Brief
Filter the records for "below" and keep each line that has it.

Available records

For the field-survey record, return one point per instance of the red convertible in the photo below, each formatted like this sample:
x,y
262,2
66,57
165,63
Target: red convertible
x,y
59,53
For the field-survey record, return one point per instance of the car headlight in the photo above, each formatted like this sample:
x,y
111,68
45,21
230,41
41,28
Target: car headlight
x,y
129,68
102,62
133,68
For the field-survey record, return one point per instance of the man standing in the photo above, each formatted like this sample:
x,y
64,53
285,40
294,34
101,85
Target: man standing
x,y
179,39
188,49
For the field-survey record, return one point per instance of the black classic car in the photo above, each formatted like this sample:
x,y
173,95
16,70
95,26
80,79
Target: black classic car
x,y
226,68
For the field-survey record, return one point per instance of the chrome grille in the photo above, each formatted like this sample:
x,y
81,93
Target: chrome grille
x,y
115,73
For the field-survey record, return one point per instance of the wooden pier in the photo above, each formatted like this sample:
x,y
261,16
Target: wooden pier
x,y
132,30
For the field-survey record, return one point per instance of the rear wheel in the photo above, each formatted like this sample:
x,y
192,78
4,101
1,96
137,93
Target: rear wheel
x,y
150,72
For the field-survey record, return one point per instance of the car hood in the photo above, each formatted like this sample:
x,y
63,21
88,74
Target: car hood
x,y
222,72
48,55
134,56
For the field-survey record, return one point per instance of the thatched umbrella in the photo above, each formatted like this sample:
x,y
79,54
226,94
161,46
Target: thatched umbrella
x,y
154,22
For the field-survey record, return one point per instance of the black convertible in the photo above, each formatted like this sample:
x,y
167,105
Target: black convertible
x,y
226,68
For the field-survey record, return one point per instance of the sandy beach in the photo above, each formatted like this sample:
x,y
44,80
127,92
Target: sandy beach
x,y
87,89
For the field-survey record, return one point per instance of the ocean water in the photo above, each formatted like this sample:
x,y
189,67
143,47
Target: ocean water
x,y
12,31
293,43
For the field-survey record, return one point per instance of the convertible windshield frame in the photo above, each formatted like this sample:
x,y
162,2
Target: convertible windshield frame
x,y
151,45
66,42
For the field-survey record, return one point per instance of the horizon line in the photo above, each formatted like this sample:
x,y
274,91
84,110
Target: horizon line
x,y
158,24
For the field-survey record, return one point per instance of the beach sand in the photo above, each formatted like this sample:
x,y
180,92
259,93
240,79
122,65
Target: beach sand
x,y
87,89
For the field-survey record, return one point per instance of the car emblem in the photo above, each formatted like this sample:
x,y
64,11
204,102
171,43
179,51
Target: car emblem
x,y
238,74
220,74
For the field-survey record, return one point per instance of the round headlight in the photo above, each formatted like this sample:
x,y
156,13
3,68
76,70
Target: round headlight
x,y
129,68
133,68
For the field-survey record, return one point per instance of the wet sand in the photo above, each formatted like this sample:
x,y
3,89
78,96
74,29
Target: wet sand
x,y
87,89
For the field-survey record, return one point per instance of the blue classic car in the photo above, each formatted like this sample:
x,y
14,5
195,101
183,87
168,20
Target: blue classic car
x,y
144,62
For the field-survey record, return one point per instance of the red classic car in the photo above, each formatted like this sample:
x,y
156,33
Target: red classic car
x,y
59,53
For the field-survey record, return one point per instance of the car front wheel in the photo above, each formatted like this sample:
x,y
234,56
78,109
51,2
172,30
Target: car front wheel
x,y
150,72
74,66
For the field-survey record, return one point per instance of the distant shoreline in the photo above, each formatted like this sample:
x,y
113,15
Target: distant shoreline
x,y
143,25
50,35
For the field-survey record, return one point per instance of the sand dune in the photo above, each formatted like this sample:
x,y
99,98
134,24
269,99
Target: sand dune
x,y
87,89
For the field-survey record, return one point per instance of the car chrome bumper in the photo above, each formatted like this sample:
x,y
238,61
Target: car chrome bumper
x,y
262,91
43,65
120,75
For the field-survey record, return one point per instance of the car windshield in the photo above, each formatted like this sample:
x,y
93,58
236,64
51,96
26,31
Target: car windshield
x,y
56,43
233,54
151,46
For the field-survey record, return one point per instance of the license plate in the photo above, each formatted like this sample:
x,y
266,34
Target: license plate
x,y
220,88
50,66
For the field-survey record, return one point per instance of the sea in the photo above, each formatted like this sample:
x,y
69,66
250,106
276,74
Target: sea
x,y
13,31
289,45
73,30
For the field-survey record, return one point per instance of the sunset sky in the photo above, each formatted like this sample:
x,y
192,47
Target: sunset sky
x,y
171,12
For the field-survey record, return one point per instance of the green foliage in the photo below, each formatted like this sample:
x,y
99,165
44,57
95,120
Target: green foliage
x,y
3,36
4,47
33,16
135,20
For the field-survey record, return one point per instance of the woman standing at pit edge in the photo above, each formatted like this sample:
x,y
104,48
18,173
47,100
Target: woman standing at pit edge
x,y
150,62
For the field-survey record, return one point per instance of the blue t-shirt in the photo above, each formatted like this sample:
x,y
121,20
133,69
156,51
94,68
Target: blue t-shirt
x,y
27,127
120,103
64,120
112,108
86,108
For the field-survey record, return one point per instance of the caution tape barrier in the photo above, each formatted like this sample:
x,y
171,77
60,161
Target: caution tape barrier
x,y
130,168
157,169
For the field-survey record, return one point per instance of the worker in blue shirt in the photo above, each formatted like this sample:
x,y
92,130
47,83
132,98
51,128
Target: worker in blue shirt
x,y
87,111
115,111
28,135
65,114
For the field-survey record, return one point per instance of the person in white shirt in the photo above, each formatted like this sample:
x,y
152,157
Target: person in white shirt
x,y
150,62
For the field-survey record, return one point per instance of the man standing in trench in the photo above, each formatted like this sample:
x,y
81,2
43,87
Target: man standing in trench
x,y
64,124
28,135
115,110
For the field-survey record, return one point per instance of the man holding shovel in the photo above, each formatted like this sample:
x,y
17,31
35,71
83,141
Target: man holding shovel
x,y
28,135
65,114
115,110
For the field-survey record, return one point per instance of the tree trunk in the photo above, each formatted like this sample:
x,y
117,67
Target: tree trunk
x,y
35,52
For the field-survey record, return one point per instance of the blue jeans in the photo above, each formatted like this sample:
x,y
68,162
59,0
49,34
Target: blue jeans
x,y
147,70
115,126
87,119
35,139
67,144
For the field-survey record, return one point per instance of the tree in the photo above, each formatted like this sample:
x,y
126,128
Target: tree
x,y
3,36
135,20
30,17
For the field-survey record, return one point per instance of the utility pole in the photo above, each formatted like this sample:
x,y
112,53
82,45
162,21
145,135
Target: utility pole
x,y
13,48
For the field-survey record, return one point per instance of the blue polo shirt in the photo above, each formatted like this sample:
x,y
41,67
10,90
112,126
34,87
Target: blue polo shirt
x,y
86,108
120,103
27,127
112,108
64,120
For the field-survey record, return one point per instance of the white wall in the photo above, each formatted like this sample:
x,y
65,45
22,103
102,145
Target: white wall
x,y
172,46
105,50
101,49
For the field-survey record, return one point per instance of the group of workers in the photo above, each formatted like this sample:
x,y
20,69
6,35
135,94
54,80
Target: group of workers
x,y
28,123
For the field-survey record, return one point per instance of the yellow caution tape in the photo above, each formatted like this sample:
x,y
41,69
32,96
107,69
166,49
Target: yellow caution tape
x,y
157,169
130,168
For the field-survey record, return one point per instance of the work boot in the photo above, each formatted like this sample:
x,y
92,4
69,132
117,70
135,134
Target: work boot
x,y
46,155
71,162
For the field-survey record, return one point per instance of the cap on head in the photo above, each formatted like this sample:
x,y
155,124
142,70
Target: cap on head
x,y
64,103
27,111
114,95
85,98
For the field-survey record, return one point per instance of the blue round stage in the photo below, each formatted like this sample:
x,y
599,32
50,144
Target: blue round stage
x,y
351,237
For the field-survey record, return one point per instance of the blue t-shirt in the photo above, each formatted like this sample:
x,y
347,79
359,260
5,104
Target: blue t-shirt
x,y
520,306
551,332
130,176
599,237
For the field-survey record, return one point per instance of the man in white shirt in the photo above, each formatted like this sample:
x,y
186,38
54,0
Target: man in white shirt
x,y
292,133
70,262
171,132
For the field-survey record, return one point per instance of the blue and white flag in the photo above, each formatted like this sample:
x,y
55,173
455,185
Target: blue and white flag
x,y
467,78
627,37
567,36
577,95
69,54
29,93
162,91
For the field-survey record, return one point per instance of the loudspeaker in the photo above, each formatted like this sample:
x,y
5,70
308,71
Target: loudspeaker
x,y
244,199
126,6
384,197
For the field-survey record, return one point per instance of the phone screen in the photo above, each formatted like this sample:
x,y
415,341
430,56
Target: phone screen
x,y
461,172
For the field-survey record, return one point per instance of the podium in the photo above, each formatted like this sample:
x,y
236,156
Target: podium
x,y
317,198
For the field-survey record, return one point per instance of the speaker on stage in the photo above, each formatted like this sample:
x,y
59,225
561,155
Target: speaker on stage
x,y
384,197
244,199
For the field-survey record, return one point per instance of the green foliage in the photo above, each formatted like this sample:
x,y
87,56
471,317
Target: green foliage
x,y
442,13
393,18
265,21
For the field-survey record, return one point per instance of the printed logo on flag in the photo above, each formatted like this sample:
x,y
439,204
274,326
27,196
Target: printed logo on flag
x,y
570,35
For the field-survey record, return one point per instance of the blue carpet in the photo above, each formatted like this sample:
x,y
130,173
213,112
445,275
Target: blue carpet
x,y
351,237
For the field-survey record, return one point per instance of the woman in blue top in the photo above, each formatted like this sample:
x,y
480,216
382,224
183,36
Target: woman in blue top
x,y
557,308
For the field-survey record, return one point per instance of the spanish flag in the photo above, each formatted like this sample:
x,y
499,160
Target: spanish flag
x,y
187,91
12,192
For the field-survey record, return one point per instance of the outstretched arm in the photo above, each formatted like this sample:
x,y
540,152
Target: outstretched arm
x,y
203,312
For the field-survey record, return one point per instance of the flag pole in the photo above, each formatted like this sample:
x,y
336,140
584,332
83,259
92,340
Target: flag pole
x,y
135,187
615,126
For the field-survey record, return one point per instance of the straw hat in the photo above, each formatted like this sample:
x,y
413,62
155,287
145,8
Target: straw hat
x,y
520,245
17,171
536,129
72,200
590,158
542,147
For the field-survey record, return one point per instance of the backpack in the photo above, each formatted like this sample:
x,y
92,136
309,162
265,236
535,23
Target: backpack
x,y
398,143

Result for this task
For the field-survey record, return one point per instance of the red convertible in the photo below, each formatted like this sample:
For the field-survey record, return one point per instance of the green foliage in the photo below, each formatted like this sample:
For the field-survey record, return one point per instance of the blue round stage in the photo below, each formatted like this sample:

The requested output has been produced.